Texto proporcionado |

----

Almagro.
Después de la tenebrosa primavera que pasamos encerrados, atemorizados por las sirenas de la policía y las ambulancias y con salidas subrepticias a comprar lo imprescindible, no pensé que pudiéramos tener una nueva salida veraniega, como la que hacíamos cada año en una era geológica anterior. Nos planteamos algo más sencillo de hacer, sin vuelos transoceánicos, ni trenes atestados, en nuestro cochecito y pian piano, que uno tiene una edad y las tiradas kilométricas ya van cansando. El propósito era cruzar la península sin agobios ni prisas, parando cada vez que fuera necesario, de camino a Asturias. El Principado había sido el territorio con menor incidencia del virus y ello, junto con la casita que nos ofrecieron Asún y Jesús, en Colombres, junto a la raya con Cantabria, acabó de decidirnos por el paraíso verde. Y el primer alto en el camino, aunque suponía un pequeño rodeo, nos llevó al parador de Almagro. Ubicado en una antiguo convento franciscano reconvertido (1596), el sosiego de sus patios, la sobriedad de sus habitaciones, el silencio de reminiscencias monacales, lo hacían enormemente acogedor. Su cocina, muy manchega, nos resultó exquisita por lo elaborada (paté de perdiz, ajo blanco con helado de uva, lo dejo como sugerencias). Y salimos luego a conocer el pueblo, famoso por su plaza de balcones acristalados con marcos de madera verde muy peculiares y por la joya que supone el Corral de Comedias para los amantes del teatro, único de los que sobreviven desde el siglo XVII con la misma estructura que tenía entonces. En
el momento de nuestra visita se encontraba completamente vacío, lo que
le daba un encanto particular, que permitía dejar volar a la imaginación
sin el impedimento de los turistas. La luz lo inundaba todo, filtrada por un toldo protector. Había también una sensación extraña
ante este silencio en un lugar acostumbrado a risas, carreras,
espadachines y mozas enamoradas. Me vine arriba y me convertí en bululú, para recitar desde los palcos la historia de "A veinta leguas de Pinto y treinta de Marmolejo...", la de la hija del conde, la Pepa, para alborozo de una familia que andaba por allí.

----

(Datos de expresiones referenciales basadas en fotografías)
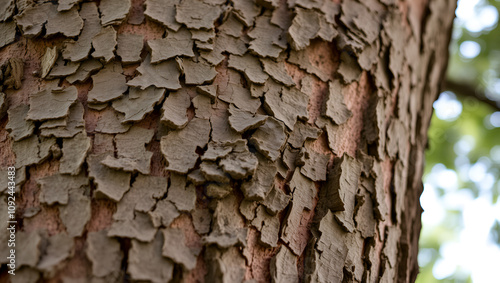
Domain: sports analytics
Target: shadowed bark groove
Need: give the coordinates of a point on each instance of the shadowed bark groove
(217, 141)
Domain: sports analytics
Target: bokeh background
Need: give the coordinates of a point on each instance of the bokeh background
(460, 238)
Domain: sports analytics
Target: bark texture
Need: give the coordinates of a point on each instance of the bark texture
(217, 141)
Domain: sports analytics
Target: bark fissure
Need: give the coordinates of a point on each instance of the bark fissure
(229, 141)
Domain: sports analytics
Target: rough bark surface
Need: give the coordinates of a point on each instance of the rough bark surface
(218, 141)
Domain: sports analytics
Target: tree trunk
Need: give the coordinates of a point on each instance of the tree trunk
(216, 141)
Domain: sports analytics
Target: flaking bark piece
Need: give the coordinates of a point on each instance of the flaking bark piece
(284, 267)
(179, 147)
(197, 14)
(32, 19)
(248, 209)
(138, 103)
(234, 92)
(315, 165)
(208, 90)
(32, 150)
(303, 194)
(31, 252)
(196, 177)
(246, 11)
(267, 39)
(13, 74)
(104, 253)
(242, 121)
(174, 109)
(175, 248)
(328, 258)
(68, 23)
(198, 72)
(327, 31)
(60, 247)
(131, 152)
(364, 216)
(239, 165)
(305, 26)
(381, 209)
(225, 43)
(181, 195)
(84, 71)
(301, 58)
(217, 150)
(18, 127)
(232, 26)
(360, 21)
(201, 220)
(268, 225)
(287, 105)
(174, 44)
(113, 11)
(79, 50)
(340, 190)
(129, 47)
(51, 104)
(140, 162)
(108, 84)
(302, 132)
(48, 60)
(212, 172)
(250, 66)
(19, 179)
(76, 213)
(227, 224)
(349, 69)
(142, 196)
(163, 11)
(203, 106)
(65, 5)
(7, 33)
(162, 75)
(335, 106)
(62, 68)
(277, 71)
(53, 123)
(111, 123)
(26, 275)
(262, 180)
(55, 188)
(269, 138)
(110, 183)
(74, 152)
(104, 44)
(74, 124)
(225, 265)
(146, 262)
(7, 8)
(139, 228)
(203, 35)
(164, 213)
(276, 200)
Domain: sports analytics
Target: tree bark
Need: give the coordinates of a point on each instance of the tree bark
(217, 141)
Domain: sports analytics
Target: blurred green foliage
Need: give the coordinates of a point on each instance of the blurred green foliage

----

Tareas y ejercicios |
**1.** Responde a estas preguntas según el relato del viaje a Almagro:
(a) ¿De qué año es el convento franciscano que hoy ocupa el parador?
(b) ¿Qué dos platos se dejan como sugerencia de su cocina?
(c) ¿De qué color son los marcos de madera de los balcones de la plaza?
**2.** Según el relato del viaje a Almagro, ¿qué razones llevaron a elegir Asturias como destino? Explícalo en una a tres oraciones.
**3.** Retoma el relato del viaje a Almagro a partir de la última oración.
Las filas no tienen relación alguna con el relato del viaje a Almagro.

Resultados por tarea |
**1.**
(a) De 1596.
(b) El paté de perdiz y el ajo blanco con helado de uva.
(c) Verde.

**2.** El Principado había sido el territorio con menor incidencia del virus. A eso se sumó la casita que Asún y Jesús les ofrecieron en Colombres, junto a la raya con Cantabria, y ambas cosas acabaron de decidir el viaje.

**3.**
Antes habíamos pasado por el convento de las monjas calatravas (s. XVI), que posee un hermoso patio renacentista de dos alturas, perfecto en su armoniosa cuadratura, luminosa y quieta a esa hora de la tarde, vacío de visitantes. Al entrar, me acordé del hospital de Tavera en Toledo, que tanto me impresionó cuando llevé a mis estudiantes de Biblioteconomía. Las puertas que dan al claustro tienen un estilo plateresco muy salmantino y la escalera que sube a la galería superior es elegantísima. Desde allí se accede al coro desde el que se divisa toda la nave, de un gótico limpio de artificio y con una acústica que hizo que me pusiera a cantar el "Canticorum jubilo", de cuando se podía entonar junto al resto del coro y que tan feliz me ha hecho todos estos años.